--- Source text ---
Nipah was no longer just a virus of bats and pigs. It had begun to exploit human networks of care and community.
Major Outbreaks: A Timeline of Recurring Threat
Since 1998, Nipah has surfaced again and again, particularly in Bangladesh and India. Some of the major episodes include:
- 1998–1999 (Malaysia/Singapore): The inaugural outbreak. Around 276 cases and 106 deaths. The large-scale culling of pigs eventually contained the spread.
- 2001 (Siliguri, India): 66 cases, 45 deaths. This outbreak provided the first strong evidence of person-to-person transmission in a hospital setting.
- 2001–Present (Bangladesh): Bangladesh has reported Nipah outbreaks almost every winter, coinciding with the date palm sap season. The country has recorded more than 340 cases so far, with a fatality rate exceeding 70%.
- 2007 (Nadia, West Bengal): 5 cases, 5 deaths—a 100% mortality rate that sent shockwaves through local health systems.
- 2018 (Kerala, India): A scare in Kozhikode that captured national attention. There were 18 confirmed cases and 17 deaths. The Kerala government’s quick response, aggressive contact tracing and isolation measures are widely credited with averting a much larger disaster.
- 2019, 2021, 2023 (Kerala, India): Sporadic cases have continued to emerge, often during the monsoon months, keeping health authorities on permanent alert.

Descriptions of image regions in natural language:
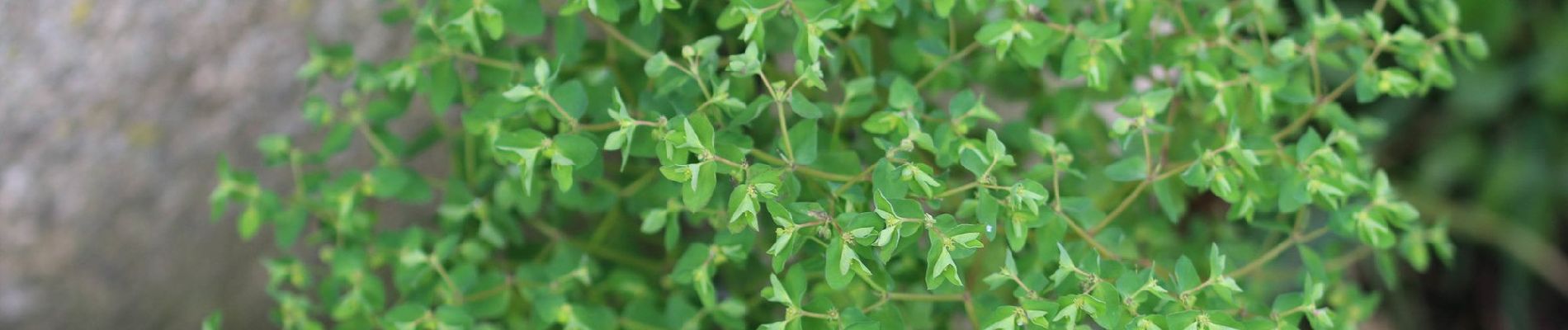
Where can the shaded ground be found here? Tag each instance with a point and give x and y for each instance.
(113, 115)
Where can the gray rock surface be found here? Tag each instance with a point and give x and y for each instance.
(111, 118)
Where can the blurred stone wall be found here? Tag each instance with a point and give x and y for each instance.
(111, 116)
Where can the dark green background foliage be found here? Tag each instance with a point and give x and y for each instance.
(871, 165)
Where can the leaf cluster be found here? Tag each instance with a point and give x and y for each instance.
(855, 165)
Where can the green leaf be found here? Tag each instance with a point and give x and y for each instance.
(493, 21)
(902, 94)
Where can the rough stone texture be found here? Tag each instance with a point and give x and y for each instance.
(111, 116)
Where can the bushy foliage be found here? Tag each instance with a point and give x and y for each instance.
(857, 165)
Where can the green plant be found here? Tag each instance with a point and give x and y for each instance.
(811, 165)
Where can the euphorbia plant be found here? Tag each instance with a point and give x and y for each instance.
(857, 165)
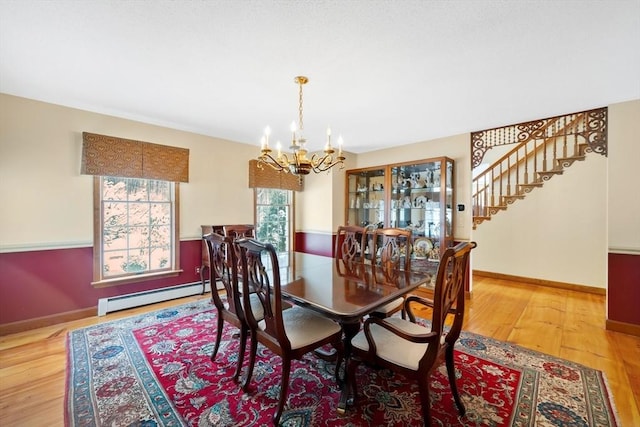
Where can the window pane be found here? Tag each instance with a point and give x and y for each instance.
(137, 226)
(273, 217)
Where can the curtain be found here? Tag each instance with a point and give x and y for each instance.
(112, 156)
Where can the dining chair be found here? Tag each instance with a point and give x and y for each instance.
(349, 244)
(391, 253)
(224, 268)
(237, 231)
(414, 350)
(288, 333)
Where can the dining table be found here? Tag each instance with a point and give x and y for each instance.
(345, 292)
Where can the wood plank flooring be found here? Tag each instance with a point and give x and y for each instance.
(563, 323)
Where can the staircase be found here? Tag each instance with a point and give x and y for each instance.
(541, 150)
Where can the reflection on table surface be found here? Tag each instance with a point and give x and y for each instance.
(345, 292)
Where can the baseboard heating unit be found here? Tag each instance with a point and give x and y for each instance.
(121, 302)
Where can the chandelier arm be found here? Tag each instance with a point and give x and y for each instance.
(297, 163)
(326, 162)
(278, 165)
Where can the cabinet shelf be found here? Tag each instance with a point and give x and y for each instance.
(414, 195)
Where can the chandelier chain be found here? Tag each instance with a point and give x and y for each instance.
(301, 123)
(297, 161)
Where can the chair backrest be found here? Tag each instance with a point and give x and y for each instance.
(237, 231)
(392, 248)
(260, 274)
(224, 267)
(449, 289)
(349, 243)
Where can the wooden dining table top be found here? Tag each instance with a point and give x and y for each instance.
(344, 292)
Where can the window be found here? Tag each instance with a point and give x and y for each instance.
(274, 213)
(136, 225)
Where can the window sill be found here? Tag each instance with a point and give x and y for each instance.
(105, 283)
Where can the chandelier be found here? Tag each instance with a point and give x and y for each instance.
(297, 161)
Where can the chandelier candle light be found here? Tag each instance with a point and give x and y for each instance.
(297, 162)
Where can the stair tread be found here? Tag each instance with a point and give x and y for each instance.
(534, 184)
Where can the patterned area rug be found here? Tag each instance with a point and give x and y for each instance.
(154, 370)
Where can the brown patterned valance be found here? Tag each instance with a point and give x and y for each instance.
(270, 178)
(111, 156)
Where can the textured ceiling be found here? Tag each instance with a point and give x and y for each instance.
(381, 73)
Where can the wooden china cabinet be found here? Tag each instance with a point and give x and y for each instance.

--- Problem set ---
1. According to the Nipah outbreak timeline, how many confirmed cases and deaths did the 2018 Kerala outbreak have?
2. Quote the Nipah outbreak timeline word for word, starting at "- 2001–Present (Bangladesh): Bangladesh" and ending at "on permanent alert.".

--- Answer section ---
1. It had 18 confirmed cases and 17 deaths.

2.
- 2001–Present (Bangladesh): Bangladesh has reported Nipah outbreaks almost every winter, coinciding with the date palm sap season. The country has recorded more than 340 cases so far, with a fatality rate exceeding 70%.
- 2007 (Nadia, West Bengal): 5 cases, 5 deaths—a 100% mortality rate that sent shockwaves through local health systems.
- 2018 (Kerala, India): A scare in Kozhikode that captured national attention. There were 18 confirmed cases and 17 deaths. The Kerala government’s quick response, aggressive contact tracing and isolation measures are widely credited with averting a much larger disaster.
- 2019, 2021, 2023 (Kerala, India): Sporadic cases have continued to emerge, often during the monsoon months, keeping health authorities on permanent alert.